WRITTEN INSTRUCTION:
Please retype, unchanged, the stretch of the data below from the line containing "Verification task: confirm whether any flag is" through the line containing "Verification task: confirm whether any hibiscus", including both of those lines.

EXERCISE INPUT:
* Begin *
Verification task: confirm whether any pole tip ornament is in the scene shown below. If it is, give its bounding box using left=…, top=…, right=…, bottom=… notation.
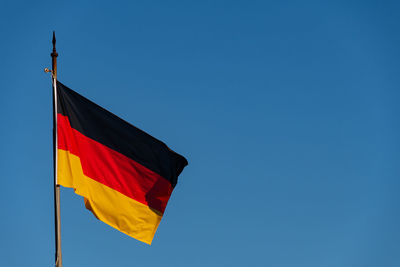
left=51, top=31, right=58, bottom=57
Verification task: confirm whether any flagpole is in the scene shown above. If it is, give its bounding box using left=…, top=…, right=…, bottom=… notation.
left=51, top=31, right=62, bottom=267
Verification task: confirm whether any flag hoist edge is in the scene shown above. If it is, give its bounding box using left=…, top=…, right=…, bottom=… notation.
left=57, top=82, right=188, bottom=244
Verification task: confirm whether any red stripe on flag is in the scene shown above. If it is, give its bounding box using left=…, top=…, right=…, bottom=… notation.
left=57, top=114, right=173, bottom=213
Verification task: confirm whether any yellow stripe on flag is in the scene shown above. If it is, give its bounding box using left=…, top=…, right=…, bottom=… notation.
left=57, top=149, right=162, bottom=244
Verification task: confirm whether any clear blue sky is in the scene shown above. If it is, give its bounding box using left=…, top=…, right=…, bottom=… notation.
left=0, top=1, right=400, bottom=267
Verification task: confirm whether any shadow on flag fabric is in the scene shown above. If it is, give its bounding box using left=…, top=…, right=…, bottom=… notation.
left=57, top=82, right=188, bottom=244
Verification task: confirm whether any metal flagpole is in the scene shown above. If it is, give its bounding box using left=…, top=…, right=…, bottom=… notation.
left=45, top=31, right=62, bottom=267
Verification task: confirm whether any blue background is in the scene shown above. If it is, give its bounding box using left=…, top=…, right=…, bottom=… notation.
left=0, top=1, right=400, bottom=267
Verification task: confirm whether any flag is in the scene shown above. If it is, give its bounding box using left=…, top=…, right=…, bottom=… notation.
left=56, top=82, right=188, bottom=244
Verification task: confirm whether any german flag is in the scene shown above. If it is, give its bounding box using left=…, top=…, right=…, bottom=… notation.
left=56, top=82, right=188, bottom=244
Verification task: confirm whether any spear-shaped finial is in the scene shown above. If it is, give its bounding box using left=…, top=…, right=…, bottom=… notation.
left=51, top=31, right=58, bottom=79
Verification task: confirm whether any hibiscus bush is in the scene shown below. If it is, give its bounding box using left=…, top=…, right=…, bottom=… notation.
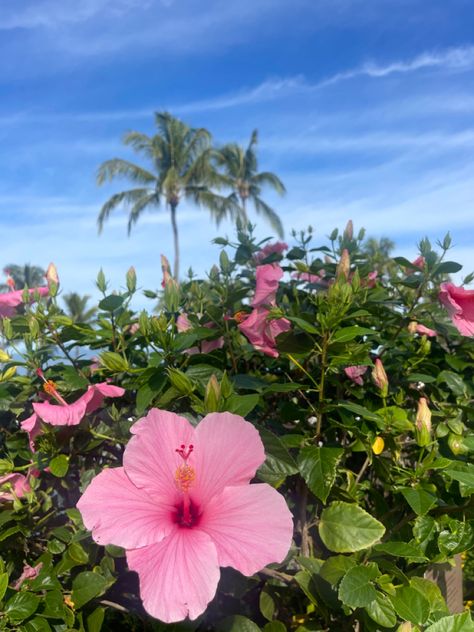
* End *
* Begin *
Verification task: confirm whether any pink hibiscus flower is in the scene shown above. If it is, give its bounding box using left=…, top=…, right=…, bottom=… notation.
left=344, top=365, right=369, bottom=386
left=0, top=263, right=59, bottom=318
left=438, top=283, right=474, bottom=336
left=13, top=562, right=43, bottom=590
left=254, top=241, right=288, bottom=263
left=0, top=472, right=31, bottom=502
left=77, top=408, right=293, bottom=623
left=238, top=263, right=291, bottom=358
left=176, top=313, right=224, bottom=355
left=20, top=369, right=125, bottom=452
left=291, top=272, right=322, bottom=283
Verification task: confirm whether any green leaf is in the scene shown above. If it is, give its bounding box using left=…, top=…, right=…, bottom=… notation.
* End *
* Begin *
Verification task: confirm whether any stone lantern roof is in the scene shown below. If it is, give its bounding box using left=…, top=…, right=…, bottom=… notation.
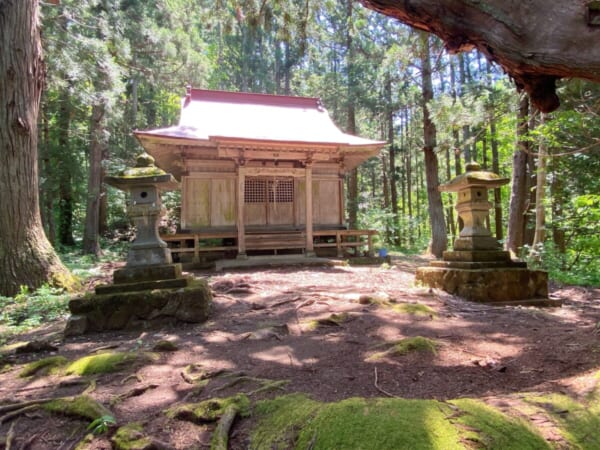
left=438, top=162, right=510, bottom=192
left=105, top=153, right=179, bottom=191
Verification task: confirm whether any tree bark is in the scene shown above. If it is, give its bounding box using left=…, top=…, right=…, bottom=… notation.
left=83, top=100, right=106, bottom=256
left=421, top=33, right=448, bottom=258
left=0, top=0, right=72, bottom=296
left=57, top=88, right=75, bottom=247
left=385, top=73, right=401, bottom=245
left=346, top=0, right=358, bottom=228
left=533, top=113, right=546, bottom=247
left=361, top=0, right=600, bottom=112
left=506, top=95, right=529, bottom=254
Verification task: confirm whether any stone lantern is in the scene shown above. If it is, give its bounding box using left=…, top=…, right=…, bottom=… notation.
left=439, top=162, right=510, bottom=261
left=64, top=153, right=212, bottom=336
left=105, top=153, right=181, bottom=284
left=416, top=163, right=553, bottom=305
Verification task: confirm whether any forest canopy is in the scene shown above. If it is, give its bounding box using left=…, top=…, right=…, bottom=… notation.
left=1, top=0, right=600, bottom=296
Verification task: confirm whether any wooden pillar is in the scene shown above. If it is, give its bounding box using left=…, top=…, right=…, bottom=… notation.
* End *
ANSWER TO THIS TASK:
Verification task: confirm whether any flag is in the scene shown above. If it is, give its bounding box using left=…, top=…, right=…, bottom=… notation.
left=56, top=82, right=188, bottom=244
Verification task: confirm whether any german flag is in the scene shown above. If it is, give its bounding box using left=…, top=…, right=…, bottom=… notation.
left=56, top=82, right=188, bottom=244
Verification task: confirm whether any spear-shaped finial is in the scene shown above. If it is, give its bounding box using left=…, top=…, right=…, bottom=… notation.
left=51, top=31, right=58, bottom=79
Verification task: confirm whether any hibiscus bush is in the scene shown below. If it is, give its bounding box using left=…, top=…, right=…, bottom=… notation.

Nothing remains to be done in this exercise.